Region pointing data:
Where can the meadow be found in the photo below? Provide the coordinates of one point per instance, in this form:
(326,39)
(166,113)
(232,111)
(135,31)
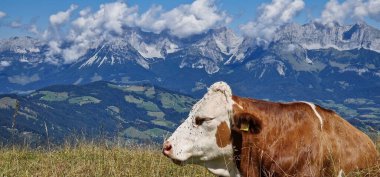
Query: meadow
(96,159)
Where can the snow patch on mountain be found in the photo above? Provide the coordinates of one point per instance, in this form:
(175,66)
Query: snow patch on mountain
(314,36)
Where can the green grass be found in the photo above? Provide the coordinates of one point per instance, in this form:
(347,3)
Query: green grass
(53,96)
(84,100)
(92,160)
(177,102)
(140,103)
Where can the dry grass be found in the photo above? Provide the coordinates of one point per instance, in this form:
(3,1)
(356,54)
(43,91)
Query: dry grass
(92,160)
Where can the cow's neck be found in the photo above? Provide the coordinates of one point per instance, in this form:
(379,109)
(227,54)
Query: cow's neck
(223,167)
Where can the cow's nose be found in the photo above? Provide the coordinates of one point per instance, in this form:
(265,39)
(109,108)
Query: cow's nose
(167,148)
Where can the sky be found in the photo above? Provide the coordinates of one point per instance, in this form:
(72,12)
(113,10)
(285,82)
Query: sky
(33,18)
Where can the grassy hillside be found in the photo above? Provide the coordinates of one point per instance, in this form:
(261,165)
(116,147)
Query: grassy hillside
(92,160)
(89,159)
(142,113)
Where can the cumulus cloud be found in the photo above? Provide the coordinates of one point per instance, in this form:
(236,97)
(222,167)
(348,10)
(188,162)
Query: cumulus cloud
(23,79)
(92,28)
(184,20)
(350,10)
(63,16)
(5,63)
(271,16)
(15,24)
(2,14)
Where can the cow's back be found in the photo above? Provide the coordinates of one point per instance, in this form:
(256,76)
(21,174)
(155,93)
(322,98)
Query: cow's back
(346,148)
(297,140)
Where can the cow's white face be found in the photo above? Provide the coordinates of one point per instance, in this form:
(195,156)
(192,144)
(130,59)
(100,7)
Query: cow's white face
(204,137)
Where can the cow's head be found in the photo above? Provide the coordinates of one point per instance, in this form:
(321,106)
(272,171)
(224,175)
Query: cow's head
(204,137)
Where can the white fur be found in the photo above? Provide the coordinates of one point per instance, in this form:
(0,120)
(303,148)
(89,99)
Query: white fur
(197,144)
(315,112)
(341,173)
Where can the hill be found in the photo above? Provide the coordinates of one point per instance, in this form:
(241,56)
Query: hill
(142,113)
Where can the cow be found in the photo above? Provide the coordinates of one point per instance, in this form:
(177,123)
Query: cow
(236,136)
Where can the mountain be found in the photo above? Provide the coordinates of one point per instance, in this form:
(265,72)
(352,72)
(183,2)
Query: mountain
(334,65)
(142,113)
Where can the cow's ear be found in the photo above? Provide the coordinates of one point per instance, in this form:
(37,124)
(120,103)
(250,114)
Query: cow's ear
(248,123)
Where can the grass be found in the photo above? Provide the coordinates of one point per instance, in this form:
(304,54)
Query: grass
(100,159)
(89,159)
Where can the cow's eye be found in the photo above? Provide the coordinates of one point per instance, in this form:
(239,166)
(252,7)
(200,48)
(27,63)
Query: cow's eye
(200,120)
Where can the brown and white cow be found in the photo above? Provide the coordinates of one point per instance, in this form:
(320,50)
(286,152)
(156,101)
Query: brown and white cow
(234,136)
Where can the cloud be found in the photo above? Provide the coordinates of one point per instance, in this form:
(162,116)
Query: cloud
(355,10)
(23,79)
(63,16)
(271,16)
(2,14)
(90,29)
(109,21)
(184,20)
(5,63)
(15,24)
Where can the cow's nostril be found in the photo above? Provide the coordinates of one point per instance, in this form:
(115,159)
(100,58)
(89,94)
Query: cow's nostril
(167,147)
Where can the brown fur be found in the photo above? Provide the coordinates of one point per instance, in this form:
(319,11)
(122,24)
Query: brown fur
(223,135)
(287,140)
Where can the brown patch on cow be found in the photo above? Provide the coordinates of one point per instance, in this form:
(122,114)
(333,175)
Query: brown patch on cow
(288,140)
(223,135)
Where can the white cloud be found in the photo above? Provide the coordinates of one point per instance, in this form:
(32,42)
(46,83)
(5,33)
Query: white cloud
(271,16)
(15,24)
(23,79)
(91,28)
(184,20)
(63,16)
(5,63)
(350,10)
(33,29)
(2,14)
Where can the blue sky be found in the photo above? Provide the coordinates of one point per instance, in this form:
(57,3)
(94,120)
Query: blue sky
(18,17)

#### Work item:
Write out all the entries precisely as given, omitting each image.

#### Exercise result:
Where can the meadow be found in the photo below? Provide the coordinates of one point per instance, in this form:
(326,39)
(166,113)
(232,111)
(135,31)
Query: meadow
(96,159)
Where can the snow patch on mountain be found in the photo above? Provide the coordinates of one point per instance, in this form:
(175,66)
Query: snow patch on mountain
(314,36)
Where can the green grass be found in the photo above? Provide the coordinates of one point per instance, in this form:
(347,3)
Query: green grass
(53,96)
(84,100)
(92,160)
(177,102)
(140,103)
Where can the dry grass be found in the photo above? Provide the coordinates of one point per instance, in this form:
(3,1)
(356,54)
(43,91)
Query: dry grass
(92,160)
Where can the cow's neck be found in the photo above? Provide the coordinates of one point per instance, in this form:
(379,109)
(227,54)
Query: cow's neck
(223,167)
Where can the cow's nose be found in the photo above? Provide the coordinates of one point per instance, in this form:
(265,39)
(109,108)
Query: cow's nose
(167,148)
Where can the sky be found in the photo above? Provide the coordinates of one point per instance, in this form:
(72,12)
(113,10)
(285,82)
Query: sky
(33,18)
Where can the grassy hillside be found in the photo above? Provide the coordinates of one point per instance, in this form:
(261,165)
(116,147)
Query: grassy hillside
(92,160)
(89,159)
(142,113)
Where can the cumulus cloud be found in the photo above? Provide the coordinates of one point per instance, in this form:
(236,97)
(222,167)
(348,10)
(188,162)
Query: cumulus cloud
(23,79)
(92,28)
(184,20)
(350,10)
(63,16)
(5,63)
(271,16)
(15,24)
(2,14)
Where can the cow's back be found in the photo above? Provide the coordinates of one point per instance, in this form:
(256,76)
(21,174)
(155,93)
(322,98)
Query: cow's back
(346,148)
(297,140)
Where can the cow's white face be found in the photo above? Provide the coordinates of one point per instance, in this form:
(195,156)
(192,144)
(130,59)
(100,7)
Query: cow's white face
(204,137)
Where can the cow's head be found in the photo above? Provide the coordinates of one point per instance, in this form:
(321,106)
(272,171)
(224,175)
Query: cow's head
(204,137)
Where can the white fur be found in the photo above? Provide the coordinates of one point per instance, in this form:
(0,120)
(303,148)
(89,99)
Query: white fur
(197,144)
(315,112)
(341,173)
Where can the hill be found in the photo above? Provide the coordinates of one point per instance, in this form:
(241,56)
Query: hill
(142,113)
Where can the cow be found in the photo above? Provide the coordinates of one point per instance, in this form:
(177,123)
Query: cow
(236,136)
Where can the mountain be found in the photo above? Provide the coordinates of one point per instance, in this form:
(265,72)
(352,72)
(183,2)
Query: mountain
(334,65)
(142,113)
Where can the cow's ear be found in the photo above? Provide the coordinates of one point per instance, in this form:
(37,124)
(120,103)
(250,114)
Query: cow's ear
(248,123)
Where can the grass be found in the photo above? Provide the coordinates of one point per instance, in this form:
(304,54)
Query: grass
(100,159)
(89,159)
Where can the cow's eye be found in the photo above? Provide the coordinates of one point per instance, in this form:
(239,166)
(252,7)
(200,48)
(27,63)
Query: cow's eye
(200,120)
Where can the brown and white cow be found in the photo above? Provide the coordinates of one point per instance, in this form:
(320,50)
(286,152)
(156,101)
Query: brown and white cow
(234,136)
Where can the cloud be found in the photo above? Provide the coordinates of one point per instance, in this form:
(162,116)
Query: cloud
(355,10)
(23,79)
(63,16)
(271,16)
(2,14)
(90,29)
(109,21)
(184,20)
(5,63)
(15,24)
Where can the cow's nostril be found in the photo above? Provide the coordinates of one point per instance, in this form:
(115,159)
(100,58)
(89,94)
Query: cow's nostril
(167,147)
Where can the brown fur be found in the photo above? Provide the coordinates of one point per instance, in this form:
(319,11)
(122,24)
Query: brown fur
(223,135)
(287,140)
Where can the brown patch on cow be found in the photo above? Provide the coordinates of one point per instance, in this form:
(122,114)
(333,175)
Query: brown patch on cow
(288,140)
(223,135)
Where can the white cloud be found in the photo above? Provide the coordinates of one point per instance, in this form:
(32,42)
(46,83)
(5,33)
Query: white cloud
(271,16)
(15,24)
(23,79)
(91,28)
(184,20)
(63,16)
(5,63)
(350,10)
(33,29)
(2,14)
Where can the blue sky be found in the photo above? Provide the coordinates of one point per instance, in this form:
(57,3)
(94,120)
Query: blue sky
(18,17)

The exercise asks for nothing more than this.